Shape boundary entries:
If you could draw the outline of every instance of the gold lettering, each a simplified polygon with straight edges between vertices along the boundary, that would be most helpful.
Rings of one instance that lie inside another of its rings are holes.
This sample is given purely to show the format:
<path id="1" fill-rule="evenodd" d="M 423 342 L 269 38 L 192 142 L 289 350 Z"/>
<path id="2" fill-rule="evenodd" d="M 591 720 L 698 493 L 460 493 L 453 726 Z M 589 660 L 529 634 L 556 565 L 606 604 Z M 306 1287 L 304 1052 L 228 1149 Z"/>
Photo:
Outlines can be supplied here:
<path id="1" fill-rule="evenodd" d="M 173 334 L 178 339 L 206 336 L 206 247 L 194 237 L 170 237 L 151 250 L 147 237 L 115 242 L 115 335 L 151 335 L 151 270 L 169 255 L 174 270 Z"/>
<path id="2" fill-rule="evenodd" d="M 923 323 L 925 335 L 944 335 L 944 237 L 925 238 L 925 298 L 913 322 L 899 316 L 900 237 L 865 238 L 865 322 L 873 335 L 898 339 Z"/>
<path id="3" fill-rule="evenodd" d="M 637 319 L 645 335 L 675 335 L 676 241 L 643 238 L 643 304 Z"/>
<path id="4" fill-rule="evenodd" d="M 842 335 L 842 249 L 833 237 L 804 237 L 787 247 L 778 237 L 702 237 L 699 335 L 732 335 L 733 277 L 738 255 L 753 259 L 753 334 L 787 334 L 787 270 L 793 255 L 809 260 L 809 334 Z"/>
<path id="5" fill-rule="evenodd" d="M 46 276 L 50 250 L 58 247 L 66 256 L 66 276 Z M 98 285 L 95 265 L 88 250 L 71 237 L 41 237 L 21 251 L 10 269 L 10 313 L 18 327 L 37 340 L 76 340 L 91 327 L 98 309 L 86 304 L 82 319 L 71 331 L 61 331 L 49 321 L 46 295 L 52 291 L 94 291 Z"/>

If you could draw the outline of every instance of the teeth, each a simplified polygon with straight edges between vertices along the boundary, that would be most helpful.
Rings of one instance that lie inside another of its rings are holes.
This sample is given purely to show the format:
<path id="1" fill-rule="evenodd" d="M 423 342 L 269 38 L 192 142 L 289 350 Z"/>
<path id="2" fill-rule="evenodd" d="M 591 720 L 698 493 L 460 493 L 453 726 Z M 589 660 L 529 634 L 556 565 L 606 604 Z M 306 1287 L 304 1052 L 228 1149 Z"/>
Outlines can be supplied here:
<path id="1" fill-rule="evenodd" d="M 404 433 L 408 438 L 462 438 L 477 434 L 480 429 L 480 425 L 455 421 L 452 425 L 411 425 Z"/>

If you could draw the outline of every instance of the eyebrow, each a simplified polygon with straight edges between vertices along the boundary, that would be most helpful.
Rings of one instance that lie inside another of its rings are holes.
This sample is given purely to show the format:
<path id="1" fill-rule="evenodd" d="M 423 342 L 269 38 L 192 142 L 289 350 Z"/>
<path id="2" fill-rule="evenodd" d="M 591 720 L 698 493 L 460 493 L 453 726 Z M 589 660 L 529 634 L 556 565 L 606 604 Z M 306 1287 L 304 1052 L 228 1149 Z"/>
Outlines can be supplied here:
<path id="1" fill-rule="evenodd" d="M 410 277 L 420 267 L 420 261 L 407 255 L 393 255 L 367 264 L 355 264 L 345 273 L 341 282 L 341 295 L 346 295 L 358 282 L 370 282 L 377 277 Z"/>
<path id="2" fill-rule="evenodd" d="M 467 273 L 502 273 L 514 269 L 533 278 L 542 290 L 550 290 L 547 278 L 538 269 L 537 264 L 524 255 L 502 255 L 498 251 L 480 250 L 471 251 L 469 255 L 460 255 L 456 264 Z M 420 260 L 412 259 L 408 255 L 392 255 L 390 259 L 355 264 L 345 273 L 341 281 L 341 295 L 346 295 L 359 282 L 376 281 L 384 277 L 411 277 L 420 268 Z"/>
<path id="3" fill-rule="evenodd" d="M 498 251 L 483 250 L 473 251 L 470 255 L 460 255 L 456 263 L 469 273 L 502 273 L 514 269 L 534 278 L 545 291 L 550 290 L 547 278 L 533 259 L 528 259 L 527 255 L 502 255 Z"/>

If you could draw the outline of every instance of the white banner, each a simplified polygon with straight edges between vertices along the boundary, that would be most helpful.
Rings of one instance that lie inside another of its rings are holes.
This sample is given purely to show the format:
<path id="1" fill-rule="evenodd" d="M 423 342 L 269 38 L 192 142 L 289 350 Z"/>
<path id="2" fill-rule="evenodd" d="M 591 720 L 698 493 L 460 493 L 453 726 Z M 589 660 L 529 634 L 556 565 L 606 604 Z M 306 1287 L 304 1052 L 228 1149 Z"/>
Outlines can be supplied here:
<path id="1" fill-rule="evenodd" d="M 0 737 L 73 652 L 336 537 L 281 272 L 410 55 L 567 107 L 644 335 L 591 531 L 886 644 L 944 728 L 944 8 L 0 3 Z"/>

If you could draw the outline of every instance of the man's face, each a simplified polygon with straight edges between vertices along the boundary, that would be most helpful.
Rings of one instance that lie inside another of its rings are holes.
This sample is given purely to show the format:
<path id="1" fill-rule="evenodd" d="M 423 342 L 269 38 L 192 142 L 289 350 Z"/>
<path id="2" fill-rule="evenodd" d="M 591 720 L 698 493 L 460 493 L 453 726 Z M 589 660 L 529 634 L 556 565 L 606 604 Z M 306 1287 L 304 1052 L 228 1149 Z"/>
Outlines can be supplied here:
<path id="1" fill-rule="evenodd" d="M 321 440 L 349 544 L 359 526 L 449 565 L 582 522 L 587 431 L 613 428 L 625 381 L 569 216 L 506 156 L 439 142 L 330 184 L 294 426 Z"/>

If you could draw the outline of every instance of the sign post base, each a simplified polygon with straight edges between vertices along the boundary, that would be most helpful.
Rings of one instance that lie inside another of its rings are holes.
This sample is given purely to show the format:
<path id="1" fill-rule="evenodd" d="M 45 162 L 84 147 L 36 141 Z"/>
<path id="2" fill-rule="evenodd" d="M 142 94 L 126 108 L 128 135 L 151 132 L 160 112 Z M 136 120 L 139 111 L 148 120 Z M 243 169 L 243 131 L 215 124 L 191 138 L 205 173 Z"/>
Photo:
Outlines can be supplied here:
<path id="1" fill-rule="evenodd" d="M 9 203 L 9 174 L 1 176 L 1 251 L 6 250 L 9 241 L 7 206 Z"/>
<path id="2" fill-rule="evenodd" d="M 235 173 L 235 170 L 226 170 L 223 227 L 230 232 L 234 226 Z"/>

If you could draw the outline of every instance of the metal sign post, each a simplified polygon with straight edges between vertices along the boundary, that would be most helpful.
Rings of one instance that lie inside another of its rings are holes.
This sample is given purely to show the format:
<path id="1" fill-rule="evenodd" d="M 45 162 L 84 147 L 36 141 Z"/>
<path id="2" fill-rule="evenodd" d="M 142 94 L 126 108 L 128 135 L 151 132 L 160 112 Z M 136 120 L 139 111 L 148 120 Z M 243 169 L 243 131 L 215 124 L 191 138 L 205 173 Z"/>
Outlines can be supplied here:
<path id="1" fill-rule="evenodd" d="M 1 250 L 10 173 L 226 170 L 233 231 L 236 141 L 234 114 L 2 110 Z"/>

SHORT PROBLEM: Repeat these lines word for word, from the first line to the last.

RESPONSE BELOW:
If you could draw the outline of every instance of the gold lettering, each a simplified polygon with straight edges between vertices along the boundary, that would be most helpful.
Rings of one instance that lie inside another of its rings are holes.
This sample is given purely to show the format:
<path id="1" fill-rule="evenodd" d="M 423 342 L 269 38 L 192 142 L 289 350 Z"/>
<path id="2" fill-rule="evenodd" d="M 591 720 L 698 493 L 460 493 L 453 726 Z M 589 660 L 529 634 L 556 565 L 606 604 Z M 306 1287 L 304 1052 L 228 1149 Z"/>
Photo:
Outlines can be supplied here:
<path id="1" fill-rule="evenodd" d="M 173 334 L 178 339 L 206 336 L 206 247 L 194 237 L 170 237 L 151 250 L 147 237 L 115 242 L 115 335 L 151 335 L 151 270 L 169 255 L 174 270 Z"/>
<path id="2" fill-rule="evenodd" d="M 923 323 L 925 335 L 944 335 L 944 237 L 925 238 L 925 298 L 913 322 L 899 316 L 900 237 L 865 238 L 865 322 L 873 335 L 898 339 Z"/>
<path id="3" fill-rule="evenodd" d="M 637 319 L 645 335 L 675 335 L 676 241 L 643 238 L 643 304 Z"/>
<path id="4" fill-rule="evenodd" d="M 842 335 L 842 249 L 833 237 L 804 237 L 787 247 L 778 237 L 702 237 L 699 335 L 732 335 L 733 277 L 738 255 L 753 259 L 753 334 L 787 334 L 787 270 L 793 255 L 809 260 L 809 334 Z"/>
<path id="5" fill-rule="evenodd" d="M 46 276 L 50 250 L 58 247 L 66 256 L 66 276 Z M 98 285 L 95 265 L 88 250 L 71 237 L 41 237 L 21 251 L 10 269 L 10 313 L 18 327 L 37 340 L 76 340 L 91 327 L 98 309 L 86 304 L 82 319 L 71 331 L 61 331 L 49 321 L 46 295 L 52 291 L 94 291 Z"/>

If you could draw the outline of every instance of the teeth, each a simplified polygon with straight edges between vertices along the boundary, that would be most helpful.
Rings of one instance that lie inside another of its rings are holes.
This sample is given purely to show the format:
<path id="1" fill-rule="evenodd" d="M 423 342 L 269 38 L 192 142 L 289 350 Z"/>
<path id="2" fill-rule="evenodd" d="M 591 720 L 698 493 L 460 493 L 453 726 Z M 589 660 L 529 634 L 556 565 L 606 604 Z M 306 1287 L 304 1052 L 228 1149 Z"/>
Outlines can be supplied here:
<path id="1" fill-rule="evenodd" d="M 404 433 L 408 438 L 462 438 L 477 434 L 480 429 L 480 425 L 455 421 L 452 425 L 411 425 Z"/>

If you could draw the outline of every instance of the eyebrow, each a simplified polygon with straight edges between vertices along the boundary, that would be most helpful.
Rings of one instance that lie inside another of its rings are holes.
This sample is given purely to show the format:
<path id="1" fill-rule="evenodd" d="M 423 342 L 269 38 L 192 142 L 289 350 Z"/>
<path id="2" fill-rule="evenodd" d="M 591 720 L 698 493 L 460 493 L 453 726 Z M 589 660 L 529 634 L 556 565 L 606 604 Z M 306 1287 L 304 1052 L 228 1149 Z"/>
Outlines can be supplied here:
<path id="1" fill-rule="evenodd" d="M 410 277 L 420 267 L 420 261 L 407 255 L 393 255 L 367 264 L 355 264 L 345 273 L 341 282 L 341 295 L 346 295 L 358 282 L 370 282 L 377 277 Z"/>
<path id="2" fill-rule="evenodd" d="M 467 273 L 502 273 L 514 269 L 533 278 L 542 290 L 550 290 L 547 278 L 538 269 L 537 264 L 524 255 L 502 255 L 498 251 L 480 250 L 471 251 L 469 255 L 460 255 L 456 264 Z M 420 260 L 412 259 L 408 255 L 392 255 L 390 259 L 355 264 L 345 273 L 341 281 L 341 295 L 346 295 L 359 282 L 376 281 L 384 277 L 411 277 L 420 268 Z"/>
<path id="3" fill-rule="evenodd" d="M 498 251 L 483 250 L 473 251 L 470 255 L 460 255 L 456 263 L 469 273 L 502 273 L 514 269 L 534 278 L 545 291 L 550 290 L 547 278 L 533 259 L 528 259 L 527 255 L 502 255 Z"/>

If you could draw the outline of every instance of the white banner, each a simplified polygon with straight edges between vertices along the boundary, that would be most helpful.
Rings of one instance that lie inside another of its rings are holes.
This sample is given purely to show the format:
<path id="1" fill-rule="evenodd" d="M 423 342 L 269 38 L 192 142 L 289 350 Z"/>
<path id="2" fill-rule="evenodd" d="M 591 720 L 698 493 L 460 493 L 453 726 Z M 589 660 L 529 634 L 556 565 L 606 604 Z M 306 1287 L 304 1052 L 228 1149 Z"/>
Outlines can be supplied here:
<path id="1" fill-rule="evenodd" d="M 0 737 L 73 652 L 336 537 L 281 272 L 410 55 L 567 107 L 644 335 L 591 531 L 886 644 L 944 728 L 944 8 L 0 3 Z"/>

If you could draw the outline of every instance of the man's face, each a simplified polygon with straight edges between vertices along the boundary, that would be most helpful.
Rings of one instance that lie inside another of its rings are holes.
This sample is given purely to show the format:
<path id="1" fill-rule="evenodd" d="M 423 342 L 269 38 L 192 142 L 289 350 Z"/>
<path id="2" fill-rule="evenodd" d="M 591 720 L 698 493 L 460 493 L 453 726 Z M 589 660 L 529 634 L 556 565 L 606 604 Z M 306 1287 L 304 1052 L 228 1149 Z"/>
Outlines can be supplied here:
<path id="1" fill-rule="evenodd" d="M 321 440 L 349 544 L 359 526 L 449 565 L 582 522 L 587 431 L 613 428 L 625 381 L 569 216 L 506 156 L 439 142 L 330 184 L 294 426 Z"/>

If you could draw the outline of every instance of the sign post base, each a simplified polygon with straight edges between vertices along the boundary, that would be most helpful.
Rings of one instance that lie inside another of its rings are holes.
This sample is given purely to show the format:
<path id="1" fill-rule="evenodd" d="M 45 162 L 84 147 L 36 141 Z"/>
<path id="2" fill-rule="evenodd" d="M 142 94 L 126 108 L 128 135 L 151 132 L 160 112 Z M 136 120 L 139 111 L 148 120 Z M 243 169 L 243 131 L 215 124 L 191 138 L 205 173 Z"/>
Photo:
Outlines can be supplied here:
<path id="1" fill-rule="evenodd" d="M 9 203 L 9 174 L 1 176 L 1 251 L 6 250 L 9 241 L 7 206 Z"/>
<path id="2" fill-rule="evenodd" d="M 235 173 L 235 170 L 226 170 L 223 227 L 230 232 L 234 226 Z"/>

If you could draw the outline of every instance of the metal sign post, each a simplified polygon with straight edges between vertices along the boundary, that would be most helpful.
Rings of one instance that lie inside another of its rings are holes.
This sample is given purely to show the format:
<path id="1" fill-rule="evenodd" d="M 45 162 L 84 147 L 36 141 Z"/>
<path id="2" fill-rule="evenodd" d="M 142 94 L 126 108 L 128 135 L 151 132 L 160 112 Z M 136 120 L 139 111 L 148 120 Z M 243 169 L 243 131 L 215 124 L 191 138 L 205 173 Z"/>
Outlines can be supplied here:
<path id="1" fill-rule="evenodd" d="M 1 250 L 10 173 L 226 170 L 233 231 L 236 141 L 234 114 L 2 110 Z"/>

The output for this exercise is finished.